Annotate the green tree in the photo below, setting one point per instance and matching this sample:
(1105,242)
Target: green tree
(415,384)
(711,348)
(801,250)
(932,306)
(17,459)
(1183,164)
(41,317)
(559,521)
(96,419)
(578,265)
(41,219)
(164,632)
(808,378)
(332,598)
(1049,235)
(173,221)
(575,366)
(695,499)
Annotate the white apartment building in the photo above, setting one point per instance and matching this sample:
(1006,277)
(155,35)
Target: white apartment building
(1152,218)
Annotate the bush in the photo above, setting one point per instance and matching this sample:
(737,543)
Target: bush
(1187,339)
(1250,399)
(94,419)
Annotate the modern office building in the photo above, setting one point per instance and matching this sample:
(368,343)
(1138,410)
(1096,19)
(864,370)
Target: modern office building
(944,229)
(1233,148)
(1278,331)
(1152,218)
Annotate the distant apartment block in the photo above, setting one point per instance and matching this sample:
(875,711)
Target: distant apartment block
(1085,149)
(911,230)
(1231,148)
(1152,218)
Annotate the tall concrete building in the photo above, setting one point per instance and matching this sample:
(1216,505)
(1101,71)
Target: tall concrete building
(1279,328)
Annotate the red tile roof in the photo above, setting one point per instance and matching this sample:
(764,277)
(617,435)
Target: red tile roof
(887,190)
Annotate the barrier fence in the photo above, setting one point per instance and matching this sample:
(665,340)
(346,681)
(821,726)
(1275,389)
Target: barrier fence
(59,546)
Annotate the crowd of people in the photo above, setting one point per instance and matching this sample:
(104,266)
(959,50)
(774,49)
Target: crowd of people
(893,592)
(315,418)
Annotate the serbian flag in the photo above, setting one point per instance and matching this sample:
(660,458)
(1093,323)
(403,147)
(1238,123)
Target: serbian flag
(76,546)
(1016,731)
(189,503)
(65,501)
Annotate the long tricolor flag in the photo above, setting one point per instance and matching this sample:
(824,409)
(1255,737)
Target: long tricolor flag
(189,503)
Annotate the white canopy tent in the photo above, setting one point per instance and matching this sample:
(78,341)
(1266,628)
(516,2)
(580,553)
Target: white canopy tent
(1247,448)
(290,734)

= What this task involves =
Could you repeat all the items above, changing each "matching this sample" to "following this sample" and leaving everything else the same?

= Complete answer =
Annotate the green tree in the photo below, setting one point per instance and following this sample:
(1105,242)
Target: green tree
(415,384)
(711,348)
(801,250)
(932,306)
(17,459)
(1183,164)
(41,317)
(559,521)
(96,419)
(578,265)
(41,219)
(164,632)
(808,378)
(332,598)
(1049,235)
(173,221)
(575,366)
(695,499)
Annotate the white apartment building in the photo above, setting one point per instance and following this sample:
(1006,277)
(155,35)
Target: white apartment building
(1152,218)
Annotate the bush in the photo above, setting one point per instance and following this sample:
(737,543)
Target: bush
(1187,339)
(1250,399)
(94,419)
Annotate the modern office building in the photo above, setting one point per instance and following this sample:
(368,343)
(1138,410)
(1096,19)
(864,370)
Target: modern office building
(944,229)
(1233,148)
(1278,331)
(1152,218)
Annotate the distant apartment block in the photo above, setting one point per instance and following this sample:
(875,711)
Target: distant apartment block
(1085,149)
(911,230)
(1231,148)
(1152,218)
Annotate the tall concrete building in the photo above, setting one point per instance and following this sample:
(1216,505)
(1101,71)
Target: tall concrete building
(1279,328)
Annotate the red tile roof in the photo above, setting one point per instance and following this sample:
(764,277)
(617,435)
Target: red tile roof
(887,190)
Annotate the barrier fence in the photo above, setting one point per instance and following this sample:
(665,340)
(346,681)
(821,726)
(1275,389)
Target: barrier fence
(59,546)
Annotate the crowd of people in the photo above, setting one point per instance and following this sample:
(104,266)
(959,50)
(774,49)
Target: crowd of people
(893,592)
(315,418)
Annotate the serbian flag in the photo above, setting one point per instance and following this sample:
(660,458)
(1093,323)
(403,147)
(1238,123)
Target: serbian flag
(76,546)
(1016,731)
(189,503)
(65,501)
Annotate the long tricolor flag in the photo above, setting one point per instance and following this sample:
(824,409)
(1255,737)
Target: long tricolor flag
(189,503)
Annotate the white canopy tent in the photo above, setting one point per instance and following this sample:
(78,341)
(1266,628)
(516,2)
(580,553)
Target: white canopy tent
(1247,448)
(290,734)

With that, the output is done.